:: FRAGMENT TEKSTU ::

▬▬▬▬▬▬

Nasza Loteria NaM - pasek na kartach artykułów

Gen. Sławomir Petelicki nie żyje. Jutro rusza formalne śledztwo

Stanisław Cybruch
Stanisław Cybruch
Brytyjski filozof, matematyk i eseista, Bertrand Russell mawiał, że wojna nie rozstrzyga, kto ma rację, lecz kto ma odejść. Gen. Sławomir Petelicki był na wojnie m.in. w Iraku. Zasłynął brawurą w obronie Amerykanów. Nikt nie przewidział, że ma odejść.

Śmierć twórcy i pierwszego dowódcy GROM-u, generała Sławomira Petelickiego, poruszyła nie tylko jego znajomych i kolegów, ale też współpracowników i byłych zwierzchników. Wstrząśnięty jest jego śmiercią były szef wywiadu i resortu spraw wewnętrznych, Zbigniew Siemiątkowski. "Pamiętam go jako osobę szaloną, ale w tej służbie szansę na osiągnięcie sukcesu mają właśnie osoby tego pokroju" – cytuje wypowiedź Zbigniewa Siemiątkowskiego "Rzeczpospolita".

▬▬▬▬▬▬

:: ZAPISANE DANE ::
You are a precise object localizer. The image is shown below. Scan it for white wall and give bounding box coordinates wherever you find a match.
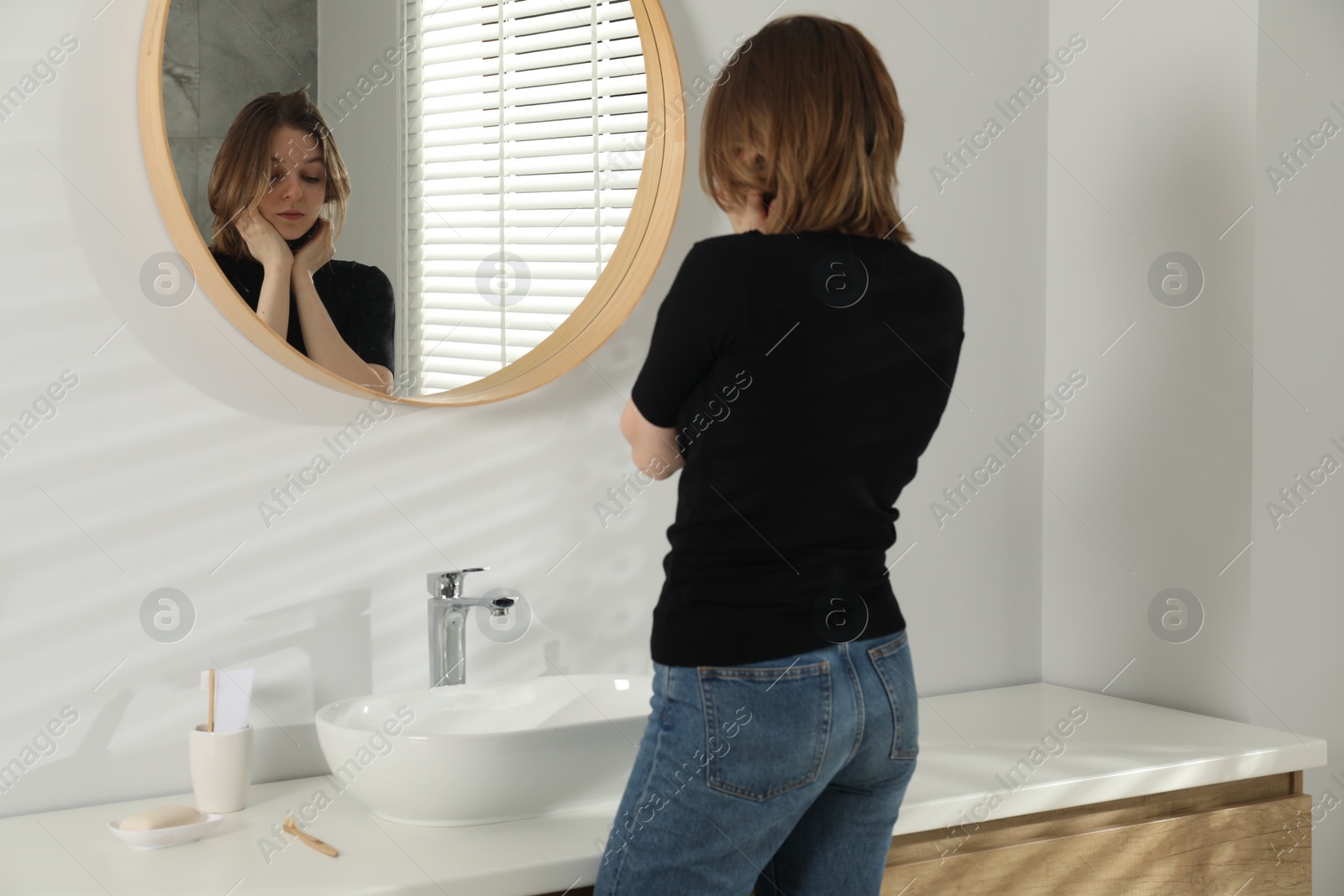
[1247,0,1344,893]
[0,0,1037,854]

▬▬▬▬▬▬

:: TREŚĆ POLECENIA A ::
Przepisz z tekstu o śmierci generała Petelickiego fragment od słów „Nasza Loteria NaM” aż do słów „że ma odejść.” włącznie.
:: TREŚĆ POLECENIA B ::
Kto według tekstu o śmierci generała Petelickiego pamięta go jako osobę szaloną?

:: PEŁNA ODPOWIEDŹ A ::
Nasza Loteria NaM - pasek na kartach artykułów

Gen. Sławomir Petelicki nie żyje. Jutro rusza formalne śledztwo

Stanisław Cybruch
Stanisław Cybruch
Brytyjski filozof, matematyk i eseista, Bertrand Russell mawiał, że wojna nie rozstrzyga, kto ma rację, lecz kto ma odejść. Gen. Sławomir Petelicki był na wojnie m.in. w Iraku. Zasłynął brawurą w obronie Amerykanów. Nikt nie przewidział, że ma odejść.

:: PEŁNA ODPOWIEDŹ B ::
Pamięta go tak Zbigniew Siemiątkowski, były szef wywiadu i resortu spraw wewnętrznych.